Pointing dataset entries
+ + + + + + +
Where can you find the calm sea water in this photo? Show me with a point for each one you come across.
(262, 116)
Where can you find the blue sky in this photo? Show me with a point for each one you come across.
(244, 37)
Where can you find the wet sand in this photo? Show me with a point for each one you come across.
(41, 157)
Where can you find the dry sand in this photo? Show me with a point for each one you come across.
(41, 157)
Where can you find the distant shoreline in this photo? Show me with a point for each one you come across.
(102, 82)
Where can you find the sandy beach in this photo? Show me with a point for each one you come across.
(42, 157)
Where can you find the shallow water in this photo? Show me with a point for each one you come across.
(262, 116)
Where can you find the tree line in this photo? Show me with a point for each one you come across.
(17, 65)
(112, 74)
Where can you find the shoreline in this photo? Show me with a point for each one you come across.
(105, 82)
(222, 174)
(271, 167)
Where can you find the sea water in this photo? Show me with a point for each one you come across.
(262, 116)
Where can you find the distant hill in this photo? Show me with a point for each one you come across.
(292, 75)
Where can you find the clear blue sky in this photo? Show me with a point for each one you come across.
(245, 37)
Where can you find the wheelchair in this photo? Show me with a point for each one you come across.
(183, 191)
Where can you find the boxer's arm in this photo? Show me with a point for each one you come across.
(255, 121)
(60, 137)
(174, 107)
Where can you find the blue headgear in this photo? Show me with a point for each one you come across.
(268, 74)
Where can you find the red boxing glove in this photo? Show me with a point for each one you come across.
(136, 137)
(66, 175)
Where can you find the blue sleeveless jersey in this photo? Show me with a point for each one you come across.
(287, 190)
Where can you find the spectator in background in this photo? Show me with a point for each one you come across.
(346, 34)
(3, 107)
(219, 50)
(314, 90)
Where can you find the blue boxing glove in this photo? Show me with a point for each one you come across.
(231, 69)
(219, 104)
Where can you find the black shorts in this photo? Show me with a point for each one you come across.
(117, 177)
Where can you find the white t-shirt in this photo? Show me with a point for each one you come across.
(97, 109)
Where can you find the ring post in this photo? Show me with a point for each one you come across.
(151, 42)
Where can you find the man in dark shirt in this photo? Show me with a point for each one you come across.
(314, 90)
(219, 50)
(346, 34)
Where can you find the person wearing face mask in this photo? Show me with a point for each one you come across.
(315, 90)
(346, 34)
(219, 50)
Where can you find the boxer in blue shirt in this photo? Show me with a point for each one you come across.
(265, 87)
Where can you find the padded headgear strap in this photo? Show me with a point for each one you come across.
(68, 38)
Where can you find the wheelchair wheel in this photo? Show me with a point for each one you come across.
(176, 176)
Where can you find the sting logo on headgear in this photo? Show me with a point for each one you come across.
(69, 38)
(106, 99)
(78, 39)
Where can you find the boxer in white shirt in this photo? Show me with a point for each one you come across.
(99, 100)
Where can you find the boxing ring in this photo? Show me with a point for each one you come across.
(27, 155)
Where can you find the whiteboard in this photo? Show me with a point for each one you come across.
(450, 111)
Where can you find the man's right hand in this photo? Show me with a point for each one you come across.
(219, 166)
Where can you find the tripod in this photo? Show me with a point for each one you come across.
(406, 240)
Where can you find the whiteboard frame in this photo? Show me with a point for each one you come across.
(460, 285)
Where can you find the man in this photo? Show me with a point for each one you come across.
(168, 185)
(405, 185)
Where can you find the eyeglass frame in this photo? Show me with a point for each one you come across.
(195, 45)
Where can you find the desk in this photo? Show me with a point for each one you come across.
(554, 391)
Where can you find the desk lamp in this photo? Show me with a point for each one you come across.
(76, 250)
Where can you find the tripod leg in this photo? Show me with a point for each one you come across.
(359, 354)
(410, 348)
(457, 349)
+ + + + + + +
TASK TO CARRY OUT
Switch "come across" to "spot" everywhere in the entries above and write all of them out again, leaving everything else unchanged.

THE RESULT
Where can you find the calm sea water in this photo? Show me with a point for each one you spot.
(262, 116)
Where can you find the blue sky in this photo? Show me with a point for each one you spot.
(244, 37)
Where can you find the wet sand in this photo? Show me with a point for each one you spot.
(41, 157)
Where can you find the dry sand in this photo? Show me with a point for each one you spot.
(41, 157)
Where can you find the distant shoreline in this photo? Show me with a point for each one you spot.
(102, 82)
Where can you find the sandy beach in this photo? Show me with a point for each one you spot.
(42, 157)
Where can you find the shallow water in this photo? Show me with a point for each one you spot.
(262, 116)
Where can you find the tree line in this photo? Show me with a point for each one you spot.
(17, 65)
(112, 74)
Where can you find the shoreline in this photo? Show me with a point for each one you spot.
(105, 82)
(222, 174)
(271, 167)
Where can you find the sea water in this photo? Show me with a point for each one you spot.
(262, 116)
Where can you find the distant hill in this photo? Show me with a point for each one you spot.
(292, 75)
Where can you find the clear blue sky in this photo? Show me with a point for each one you spot.
(245, 37)
Where can you find the wheelchair in this photo? Show me with a point for each one you spot.
(183, 191)
Where can you find the boxer's arm in this photo? Show me with a point for each one you spot.
(255, 121)
(60, 137)
(174, 107)
Where can you find the blue headgear in this photo? Show me with a point for each one you spot.
(268, 74)
Where can you find the red boxing glove in this photo? Show me with a point for each one you spot.
(136, 137)
(66, 175)
Where can you find the blue sleeveless jersey in this photo? Show me with a point for each one you spot.
(287, 190)
Where can you find the spectator in background in this photo? Show me with a point for each one you spot.
(346, 34)
(3, 107)
(219, 50)
(314, 90)
Where can you find the blue boxing glove in this photo? Show me with a point for each one you spot.
(231, 69)
(219, 104)
Where can you find the black shorts in this photo? Show me with a point for each one you spot.
(117, 177)
Where can you find the white t-shirt in this photo? Show me with a point for each one you spot.
(97, 109)
Where can you find the ring post in this photo? Show me with a point for each one you spot.
(151, 42)
Where can you find the man in dark shirt in this photo? Show me with a point for each one you spot.
(314, 90)
(219, 50)
(346, 34)
Where can you find the person wearing face mask in this photo? Show me with a point for each one you spot.
(315, 90)
(346, 34)
(219, 50)
Where can you find the boxer in blue shirt in this photo? Show me with a point for each one you spot.
(265, 87)
Where can you find the padded headgear strap in this photo? Show me with a point for each one you spot.
(68, 38)
Where can you find the wheelchair wheel in this photo? Show me with a point for each one you spot.
(176, 176)
Where can you find the sting logo on headgear in this photo? Show me with a point for each one you spot.
(69, 38)
(106, 99)
(78, 39)
Where can you find the boxer in white shirt in this photo? Show me with a point for each one you spot.
(99, 100)
Where can you find the boxing ring in this photo? Show me with a point for each one you spot.
(27, 155)
Where can you find the whiteboard in this photo? Show me with a point for each one you spot.
(450, 111)
Where can you find the man's right hand in this photo? Show me with a point for each one you spot.
(219, 166)
Where can you find the tripod in this photo? Show me with a point for each one you spot.
(406, 240)
Where can you find the whiteboard frame in this photo? Show me with a point for each one you spot.
(460, 285)
Where can you find the man in this photo? Show me with a point for each one you spot.
(168, 185)
(405, 185)
Where can you find the eyeglass frame in this photo? Show me with a point for each one you spot.
(195, 45)
Where can you find the desk in this photo? Show me with a point for each one you spot.
(554, 391)
Where can you find the desk lamp in this photo? Show me with a point for each one you spot.
(76, 250)
Where can you find the tripod leg in this photo? Show me with a point for each one you spot.
(359, 354)
(410, 348)
(457, 349)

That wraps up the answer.